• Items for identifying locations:
::::::::
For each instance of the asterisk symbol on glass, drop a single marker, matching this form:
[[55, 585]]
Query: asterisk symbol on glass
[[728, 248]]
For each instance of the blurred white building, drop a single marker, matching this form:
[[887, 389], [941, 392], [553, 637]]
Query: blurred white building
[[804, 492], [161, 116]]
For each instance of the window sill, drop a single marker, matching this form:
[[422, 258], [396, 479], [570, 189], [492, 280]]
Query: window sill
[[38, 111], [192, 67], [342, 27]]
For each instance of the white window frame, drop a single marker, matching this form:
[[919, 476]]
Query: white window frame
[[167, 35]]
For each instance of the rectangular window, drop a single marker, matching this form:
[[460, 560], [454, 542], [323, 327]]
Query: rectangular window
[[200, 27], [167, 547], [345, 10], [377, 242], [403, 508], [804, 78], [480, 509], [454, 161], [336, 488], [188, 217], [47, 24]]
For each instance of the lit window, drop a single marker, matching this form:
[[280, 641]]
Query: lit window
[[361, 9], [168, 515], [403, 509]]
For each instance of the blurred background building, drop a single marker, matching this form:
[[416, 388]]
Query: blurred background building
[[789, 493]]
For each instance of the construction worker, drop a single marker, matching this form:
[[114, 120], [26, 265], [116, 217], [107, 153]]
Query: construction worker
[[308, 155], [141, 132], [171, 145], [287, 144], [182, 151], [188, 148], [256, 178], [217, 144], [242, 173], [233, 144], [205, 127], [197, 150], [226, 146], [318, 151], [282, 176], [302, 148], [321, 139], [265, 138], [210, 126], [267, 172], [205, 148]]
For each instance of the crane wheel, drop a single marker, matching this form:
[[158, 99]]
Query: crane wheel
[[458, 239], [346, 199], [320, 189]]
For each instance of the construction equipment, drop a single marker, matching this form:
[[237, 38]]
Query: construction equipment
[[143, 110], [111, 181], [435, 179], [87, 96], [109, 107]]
::::::::
• GIVEN REQUEST:
Lay out all of the records above as a numbered list, leaving out blank lines.

• FULL SOLUTION:
1. For each instance of the asterisk symbol on glass, drop a single marker, matching this form:
2. [[55, 585]]
3. Query: asterisk symbol on glass
4. [[728, 248]]
5. For each instance of the blurred white building, drop a single marker, matching this form:
6. [[887, 389], [941, 392], [553, 637]]
7. Query: blurred white building
8. [[804, 492], [161, 116]]
9. For each instance of the window sill, drop a single marker, matching this form:
10. [[422, 258], [396, 479], [570, 189], [492, 280]]
11. Query: window sill
12. [[38, 111], [192, 67], [342, 27]]
13. For each instance of the white window frame, drop a single marker, matching this form:
14. [[919, 476]]
15. Query: white window frame
16. [[167, 35]]
17. For each instance of the rectangular window, drop a single marker, matching this form:
18. [[460, 560], [454, 542], [323, 327]]
19. Query: rectangular window
20. [[200, 27], [167, 547], [345, 10], [377, 242], [403, 508], [804, 78], [480, 509], [454, 161], [336, 488], [188, 217], [47, 24]]
21. For each instance of the lit window, drop a single marker, matching this form:
22. [[280, 641]]
23. Query: lit window
24. [[361, 9], [168, 515], [403, 509]]
25. For each instance of the blurred background building, drop a single marker, matching this form:
26. [[416, 388]]
27. Query: blurred background building
28. [[789, 493]]
29. For each instance of the construction worker, drop a single marker, matching this form:
30. [[114, 120], [26, 265], [116, 217], [107, 153]]
31. Query: construction worker
32. [[308, 155], [141, 132], [171, 145], [287, 144], [182, 151], [188, 148], [256, 178], [217, 144], [242, 173], [233, 144], [205, 127], [197, 150], [226, 146], [318, 151], [282, 176], [302, 148], [321, 139], [265, 138], [210, 126], [267, 172], [205, 148]]
33. For each instance of the crane wheel, drop a single marker, matching this form:
34. [[158, 99]]
35. Query: crane wheel
36. [[458, 239], [346, 199], [320, 189]]
37. For each instance of the construction equipment, drop a single marker, matching this form:
38. [[237, 38]]
39. Query: construction equipment
40. [[143, 110], [111, 181], [435, 179], [87, 96], [109, 107]]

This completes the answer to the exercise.